> [SHORT EXERCISE]: Rescale the items below by writing out every line again, leaving the text lines unchanged. Multiply each answer coordinate by 0.85 and round it to a whole number, rounding halves up.
--- Start of RECORDS SUPPLIED ---
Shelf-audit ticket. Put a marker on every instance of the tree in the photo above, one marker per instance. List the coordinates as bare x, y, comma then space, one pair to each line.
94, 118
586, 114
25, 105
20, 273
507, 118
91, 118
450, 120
--- End of RECORDS SUPPLIED ---
> [RESULT OF THE EXERCISE]:
Shelf-audit ticket. Put a marker on every instance of the tree in the photo above, one marker per instance. List the coordinates as bare x, y, comma then space, one pair to each line.
80, 100
498, 97
21, 89
17, 232
431, 100
77, 100
383, 102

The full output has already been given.